# What to work on:
Render everything from the start of the material below down to and including the line that contains "M110 196L35 234L120" as a JSON list of strings, one string per line, with blank lines left out.

# Items:
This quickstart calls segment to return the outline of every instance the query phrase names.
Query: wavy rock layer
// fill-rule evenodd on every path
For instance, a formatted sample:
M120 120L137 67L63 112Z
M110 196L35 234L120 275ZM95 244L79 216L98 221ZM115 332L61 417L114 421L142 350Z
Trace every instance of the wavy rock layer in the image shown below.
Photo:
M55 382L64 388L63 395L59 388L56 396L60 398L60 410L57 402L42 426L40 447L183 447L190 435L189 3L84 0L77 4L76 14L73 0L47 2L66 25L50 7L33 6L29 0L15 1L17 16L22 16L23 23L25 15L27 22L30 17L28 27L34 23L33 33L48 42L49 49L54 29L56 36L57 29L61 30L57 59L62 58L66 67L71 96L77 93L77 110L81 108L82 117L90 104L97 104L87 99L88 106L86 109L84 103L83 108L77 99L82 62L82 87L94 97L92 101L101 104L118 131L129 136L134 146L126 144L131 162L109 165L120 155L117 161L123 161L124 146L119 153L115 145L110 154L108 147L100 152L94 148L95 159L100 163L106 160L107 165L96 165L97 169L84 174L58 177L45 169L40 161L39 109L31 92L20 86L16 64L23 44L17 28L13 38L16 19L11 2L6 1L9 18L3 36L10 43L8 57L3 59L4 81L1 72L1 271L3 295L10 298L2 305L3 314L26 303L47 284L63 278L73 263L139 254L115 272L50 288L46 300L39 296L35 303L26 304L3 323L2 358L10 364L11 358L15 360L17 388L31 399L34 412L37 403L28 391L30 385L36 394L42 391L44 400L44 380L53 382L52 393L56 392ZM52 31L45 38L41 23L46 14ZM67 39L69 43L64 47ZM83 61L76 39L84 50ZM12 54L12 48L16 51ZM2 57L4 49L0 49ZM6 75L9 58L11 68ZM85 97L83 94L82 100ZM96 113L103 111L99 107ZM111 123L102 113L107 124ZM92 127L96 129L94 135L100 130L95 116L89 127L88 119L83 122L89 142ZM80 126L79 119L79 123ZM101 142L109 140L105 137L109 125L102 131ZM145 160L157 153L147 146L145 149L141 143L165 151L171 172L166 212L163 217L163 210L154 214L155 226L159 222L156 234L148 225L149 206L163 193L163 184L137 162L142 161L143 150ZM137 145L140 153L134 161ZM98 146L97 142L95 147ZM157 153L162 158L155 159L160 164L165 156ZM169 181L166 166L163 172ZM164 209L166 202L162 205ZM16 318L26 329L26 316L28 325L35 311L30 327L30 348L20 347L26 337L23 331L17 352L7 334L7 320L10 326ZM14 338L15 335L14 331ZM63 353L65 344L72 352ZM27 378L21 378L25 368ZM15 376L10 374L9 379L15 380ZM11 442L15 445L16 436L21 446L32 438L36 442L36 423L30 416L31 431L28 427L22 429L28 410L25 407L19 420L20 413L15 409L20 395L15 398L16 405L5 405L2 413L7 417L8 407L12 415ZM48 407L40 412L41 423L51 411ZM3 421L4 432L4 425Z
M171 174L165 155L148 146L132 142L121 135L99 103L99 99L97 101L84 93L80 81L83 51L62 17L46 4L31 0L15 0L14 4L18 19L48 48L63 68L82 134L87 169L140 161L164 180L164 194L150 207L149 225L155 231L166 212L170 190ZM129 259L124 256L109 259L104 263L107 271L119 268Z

# Written solution:
[
  "This quickstart calls segment to return the outline of every instance the query phrase names.",
  "Query: wavy rock layer",
  "// fill-rule evenodd on every path",
  "For instance, a formatted sample:",
  "M120 120L137 67L63 112Z",
  "M110 196L35 234L120 275ZM95 244L79 216L98 221ZM115 332L61 417L114 421L142 350Z"
]